## EXCERPTED DATA

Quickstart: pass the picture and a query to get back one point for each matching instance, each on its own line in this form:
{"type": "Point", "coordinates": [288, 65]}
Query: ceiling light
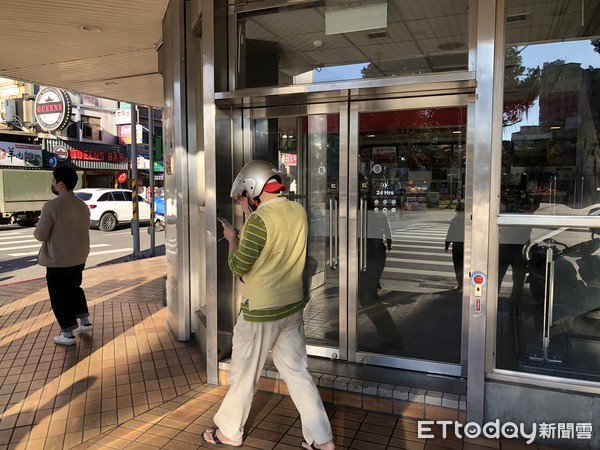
{"type": "Point", "coordinates": [91, 29]}
{"type": "Point", "coordinates": [451, 45]}
{"type": "Point", "coordinates": [347, 19]}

## THE TASK
Where a record above contains a picture, leave the picture out and transcribe everything else exactly.

## WRITTEN SOLUTION
Quickstart: pass the picture and a query to get back one point for each matching instance, each on its own line in this form:
{"type": "Point", "coordinates": [288, 65]}
Query: ceiling light
{"type": "Point", "coordinates": [91, 29]}
{"type": "Point", "coordinates": [451, 45]}
{"type": "Point", "coordinates": [347, 19]}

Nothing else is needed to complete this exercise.